[Items in a dataset]
- - -
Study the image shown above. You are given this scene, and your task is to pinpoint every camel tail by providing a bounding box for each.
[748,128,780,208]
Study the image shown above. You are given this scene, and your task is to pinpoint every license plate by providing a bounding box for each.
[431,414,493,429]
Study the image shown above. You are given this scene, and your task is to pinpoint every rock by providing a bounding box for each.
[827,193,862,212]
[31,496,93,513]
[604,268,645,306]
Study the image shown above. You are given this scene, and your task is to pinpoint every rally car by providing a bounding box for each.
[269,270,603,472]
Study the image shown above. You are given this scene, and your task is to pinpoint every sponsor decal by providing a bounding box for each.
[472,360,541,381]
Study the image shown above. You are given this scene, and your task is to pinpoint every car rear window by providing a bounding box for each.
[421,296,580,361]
- - -
Duplicate the rows above, keeping every line identical.

*Full response:*
Study the image shown above. You are given this scene, and your task is to pinpoint every camel tail by providing a bounding box for each.
[748,128,780,208]
Study the image shown above. You are given this scene, and your task is to pinpoint every license plate by providing a bounding box for each.
[431,414,493,429]
Study the image shown above. You are given this scene, and your task is to pinpoint every rock by providing a bounding box for each.
[827,193,862,212]
[31,496,93,513]
[604,268,645,306]
Study the image shown above. You are given this scene, and your task is to pinpoint every rally car by providing a bounding box for each.
[269,270,603,472]
Study the image shown above. You are given this scene, and your task is to pinpoint every sponsor decal by providing a bounding box for each.
[472,360,541,381]
Study the image shown above. You are given this scene, and your task is to pinpoint every car rear window by providing a bounding box for each.
[421,296,580,361]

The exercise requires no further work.